Coincidentally, Lumet's Network remains a more shocking (and shockingly hilarious) treatment of these same subjects after 35 years, and it only needed one movie and one murder to accomplish it. Maybe someone back then had the right idea after all.



Comments

  • Knew it. says:

    I knew Movieline was going to write a bad review. Helen Keller saw it coming. You, Movieline, are so obvious

  • lo says:

    you need to relax.
    I do take issue with the "Charlie Sheen era" tag. Let's not go crazy

  • Alex says:

    Seems like you disliked the movie but you gave it a 6 1/2 which for me is a positive score. So yeah I'm confused

  • First of all, these scores aren't an exact science. Second of all, if you got 65% on a test, you wouldn't pass. But more importantly, I think the film's redeeming factors are stated pretty explicitly, and it's not like we're talking about an epic failure of storytelling where the boom mic is in half the shots. I didn't really like _Scream 4_, but for specific reasons that don't make it any less functional a movie. Thus a 6.5.

  • joe says:

    Did this review give away the killer? seems like it may have at least heavily hinted at it- that sucks

  • Come on. Of course it doesn't.

[PROVIDED DATA]:
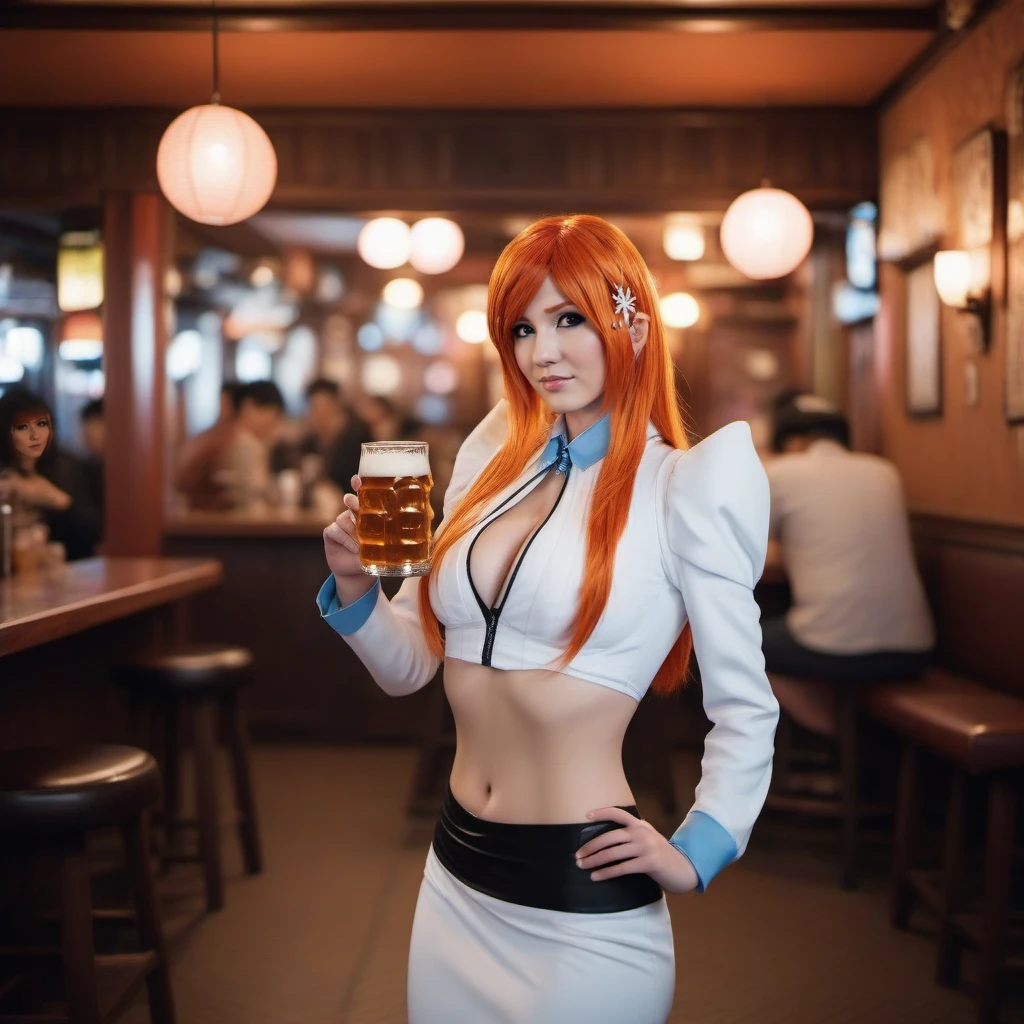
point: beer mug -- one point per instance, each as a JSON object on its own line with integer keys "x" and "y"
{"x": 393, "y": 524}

...

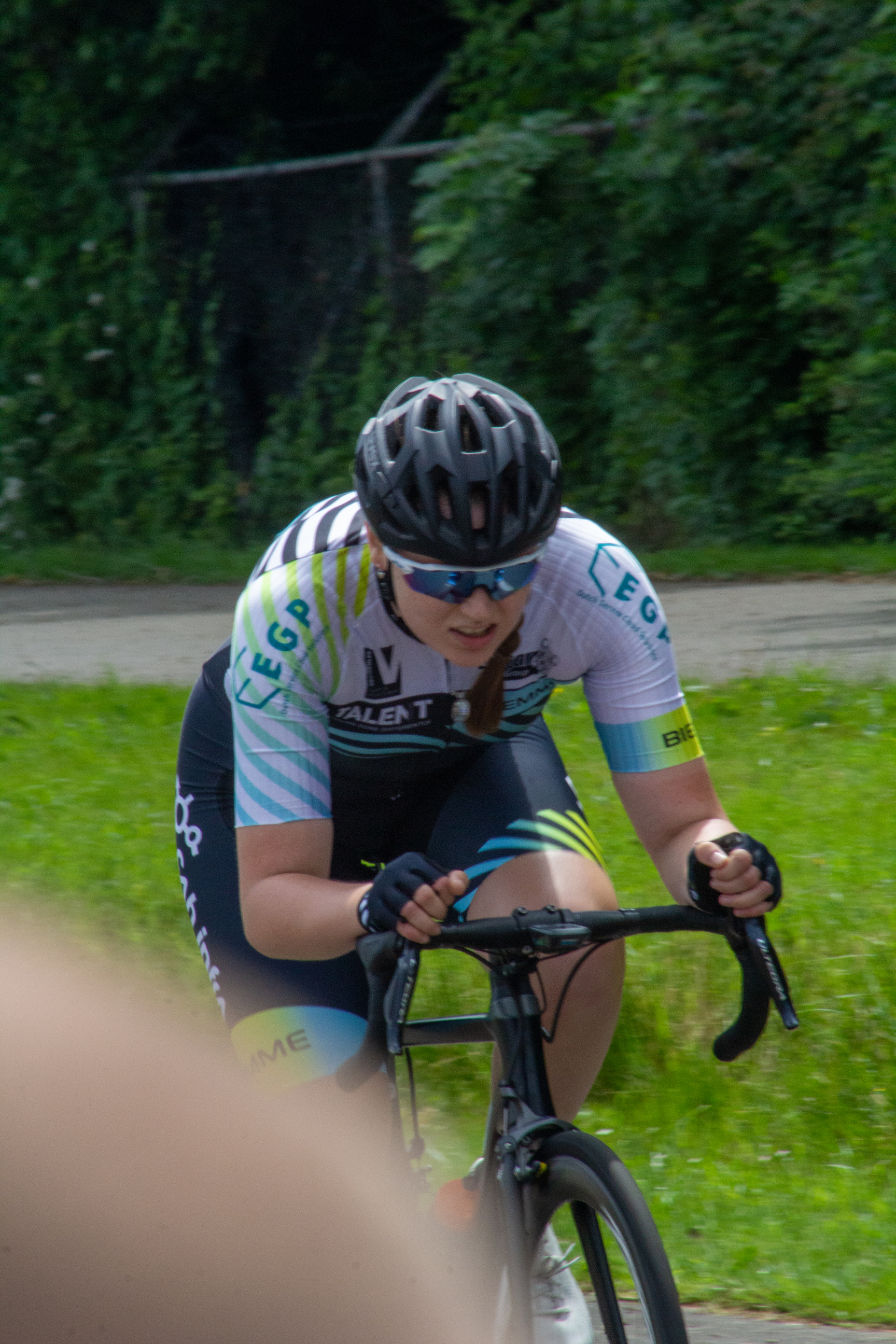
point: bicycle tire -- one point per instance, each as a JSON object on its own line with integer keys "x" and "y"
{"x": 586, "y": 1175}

==

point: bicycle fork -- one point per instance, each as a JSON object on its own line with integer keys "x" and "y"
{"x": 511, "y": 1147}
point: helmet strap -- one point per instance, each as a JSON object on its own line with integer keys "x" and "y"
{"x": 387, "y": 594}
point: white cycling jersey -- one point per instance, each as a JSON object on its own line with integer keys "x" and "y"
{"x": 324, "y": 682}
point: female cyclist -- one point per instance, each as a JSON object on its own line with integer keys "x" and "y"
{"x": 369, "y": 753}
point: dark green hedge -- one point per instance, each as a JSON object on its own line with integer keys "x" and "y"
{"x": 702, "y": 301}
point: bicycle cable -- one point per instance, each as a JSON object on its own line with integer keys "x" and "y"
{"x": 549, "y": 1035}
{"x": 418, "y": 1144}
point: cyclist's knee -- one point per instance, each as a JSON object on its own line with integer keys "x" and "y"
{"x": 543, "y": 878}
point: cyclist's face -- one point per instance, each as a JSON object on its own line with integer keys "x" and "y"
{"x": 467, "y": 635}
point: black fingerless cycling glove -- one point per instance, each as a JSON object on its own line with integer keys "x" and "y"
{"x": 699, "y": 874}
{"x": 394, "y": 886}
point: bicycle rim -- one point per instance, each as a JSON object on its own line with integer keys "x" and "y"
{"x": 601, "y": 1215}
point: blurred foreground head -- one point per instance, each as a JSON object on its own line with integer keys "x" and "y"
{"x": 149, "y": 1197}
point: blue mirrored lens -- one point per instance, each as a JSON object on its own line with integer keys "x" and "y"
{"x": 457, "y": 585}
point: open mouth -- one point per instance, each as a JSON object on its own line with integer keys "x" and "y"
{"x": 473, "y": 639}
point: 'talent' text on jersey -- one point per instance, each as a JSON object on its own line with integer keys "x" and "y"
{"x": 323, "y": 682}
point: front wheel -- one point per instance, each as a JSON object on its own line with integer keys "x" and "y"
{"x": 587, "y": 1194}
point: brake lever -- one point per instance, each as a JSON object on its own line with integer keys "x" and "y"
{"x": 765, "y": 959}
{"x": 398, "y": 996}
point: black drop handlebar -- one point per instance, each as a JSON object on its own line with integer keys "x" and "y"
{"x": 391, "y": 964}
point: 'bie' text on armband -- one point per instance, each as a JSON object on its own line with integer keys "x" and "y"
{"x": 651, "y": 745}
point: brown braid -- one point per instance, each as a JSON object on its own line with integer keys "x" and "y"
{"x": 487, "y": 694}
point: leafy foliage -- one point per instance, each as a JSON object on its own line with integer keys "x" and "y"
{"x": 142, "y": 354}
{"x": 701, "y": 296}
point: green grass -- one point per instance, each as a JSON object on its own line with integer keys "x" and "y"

[EXERCISES TO COMPLETE]:
• A. From the review excerpt, set down the passage starting at "Seems like you" and ending at "course it doesn't.".
• B. Sum up the review excerpt in two sentences.
• C. Going by the review excerpt, why does the reply to Alex say the movie still got a 6.5 even though the writer didn't really like it?

[TASK-BY-TASK ANSWERS]:
• A.
Seems like you disliked the movie but you gave it a 6 1/2 which for me is a positive score. So yeah I'm confused

  • First of all, these scores aren't an exact science. Second of all, if you got 65% on a test, you wouldn't pass. But more importantly, I think the film's redeeming factors are stated pretty explicitly, and it's not like we're talking about an epic failure of storytelling where the boom mic is in half the shots. I didn't really like _Scream 4_, but for specific reasons that don't make it any less functional a movie. Thus a 6.5.

  • joe says:

    Did this review give away the killer? seems like it may have at least heavily hinted at it- that sucks

  • Come on. Of course it doesn't.

• B. The review excerpt ends by saying that Lumet's Network, after 35 years, still treats the same subjects in a more shocking and hilarious way, using only one movie and one murder. In the comments, readers call the review predictable, object to the "Charlie Sheen era" tag, are confused by a 6.5 score for a disliked movie, and ask whether the killer was hinted at, while replies defend the score and say the review gives nothing away.

• C. The reply says these scores aren't an exact science and that 65% on a test wouldn't be a pass. It adds that the film's redeeming factors are clearly stated and that it isn't an epic failure of storytelling. The writer disliked it for specific reasons that don't make it any less functional as a movie.